**TASK**
Exactly the lines below from the line with "Target: snowy ground" through the line with "Pick out each instance of the treeline" must make up the answer, both ends included and pictures left out.

**RECORD SET**
"""

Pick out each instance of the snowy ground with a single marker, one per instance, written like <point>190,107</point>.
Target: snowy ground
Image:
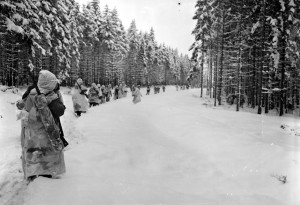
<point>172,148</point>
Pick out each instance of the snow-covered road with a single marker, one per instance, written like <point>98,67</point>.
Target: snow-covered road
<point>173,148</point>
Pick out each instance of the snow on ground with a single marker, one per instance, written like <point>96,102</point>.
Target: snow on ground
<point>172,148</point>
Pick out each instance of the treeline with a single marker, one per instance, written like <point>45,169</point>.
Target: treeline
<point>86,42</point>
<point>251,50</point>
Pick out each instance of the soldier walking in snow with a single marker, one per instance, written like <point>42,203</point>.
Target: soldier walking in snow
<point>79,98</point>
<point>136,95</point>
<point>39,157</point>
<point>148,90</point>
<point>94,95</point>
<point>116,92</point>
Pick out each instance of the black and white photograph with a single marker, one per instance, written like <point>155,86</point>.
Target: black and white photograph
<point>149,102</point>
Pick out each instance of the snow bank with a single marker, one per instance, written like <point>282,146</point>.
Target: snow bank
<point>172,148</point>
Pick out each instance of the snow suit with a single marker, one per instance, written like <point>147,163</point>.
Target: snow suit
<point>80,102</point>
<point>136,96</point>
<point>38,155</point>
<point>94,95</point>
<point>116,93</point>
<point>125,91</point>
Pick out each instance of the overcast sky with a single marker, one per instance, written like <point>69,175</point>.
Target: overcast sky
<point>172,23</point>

"""
"""

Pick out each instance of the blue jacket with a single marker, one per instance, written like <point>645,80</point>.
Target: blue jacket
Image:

"""

**ANSWER TO THIS TASK**
Target: snowy ground
Image:
<point>172,148</point>
Pick out each instance of the snow-covered road with a single marker, one per instance, written like <point>98,67</point>.
Target: snow-covered road
<point>173,148</point>
Pick out each instance of the snow on ground with a single marker, one per instance, written like <point>96,102</point>.
Target: snow on ground
<point>172,148</point>
Pick out each instance of the treeline with a single marker, one per instance, written like <point>45,169</point>.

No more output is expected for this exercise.